#### Extrait choisi

C’est devenu quelque chose de très fort. Elle avait l’âge de ma fille. Elle me disait souvent : « Ah, tu es comme ma sœur, ou comme ma deuxième mère. » Moi, je ne me suis pas sentie comme sa mère, mais certainement comme une sorte de sœur, ou d’amie. Il y avait quelque chose qui allait au-delà du documentaire, c’est sûr.
En même temps, j’ai l’habitude d’être très proche de mes personnages, souvent physiquement. Mais là, pour la première fois de ma vie, je filmais quelqu’un avec qui je me sentais intimement liée, mais dont j’étais très éloignée physiquement.

#### Consigne
Reproduisez mot pour mot le passage de l'extrait choisi qui commence par « C’est devenu quelque » et se poursuit jusqu'à « documentaire, c’est sûr. » inclus.

#### Données

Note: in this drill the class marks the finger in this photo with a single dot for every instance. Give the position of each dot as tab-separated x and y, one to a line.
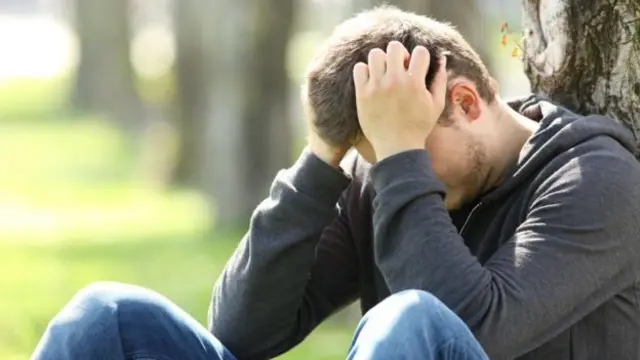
395	58
407	57
360	77
438	88
377	63
419	63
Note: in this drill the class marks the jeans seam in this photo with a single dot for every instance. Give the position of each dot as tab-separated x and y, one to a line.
145	356
449	342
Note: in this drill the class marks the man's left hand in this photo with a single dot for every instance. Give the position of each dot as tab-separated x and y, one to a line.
395	109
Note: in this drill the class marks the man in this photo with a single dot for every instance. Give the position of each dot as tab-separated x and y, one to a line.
514	235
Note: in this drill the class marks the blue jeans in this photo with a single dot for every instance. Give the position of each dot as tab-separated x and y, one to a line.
111	321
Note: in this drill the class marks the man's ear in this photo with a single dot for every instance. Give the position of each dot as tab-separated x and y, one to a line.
464	99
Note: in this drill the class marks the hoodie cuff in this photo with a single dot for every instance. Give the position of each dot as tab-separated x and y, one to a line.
317	179
409	167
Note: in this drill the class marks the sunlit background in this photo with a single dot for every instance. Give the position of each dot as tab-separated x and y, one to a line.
136	137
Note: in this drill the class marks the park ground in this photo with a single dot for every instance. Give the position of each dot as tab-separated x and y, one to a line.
73	211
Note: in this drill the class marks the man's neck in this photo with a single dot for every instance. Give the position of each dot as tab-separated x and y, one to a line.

#### Production attendue
C’est devenu quelque chose de très fort. Elle avait l’âge de ma fille. Elle me disait souvent : « Ah, tu es comme ma sœur, ou comme ma deuxième mère. » Moi, je ne me suis pas sentie comme sa mère, mais certainement comme une sorte de sœur, ou d’amie. Il y avait quelque chose qui allait au-delà du documentaire, c’est sûr.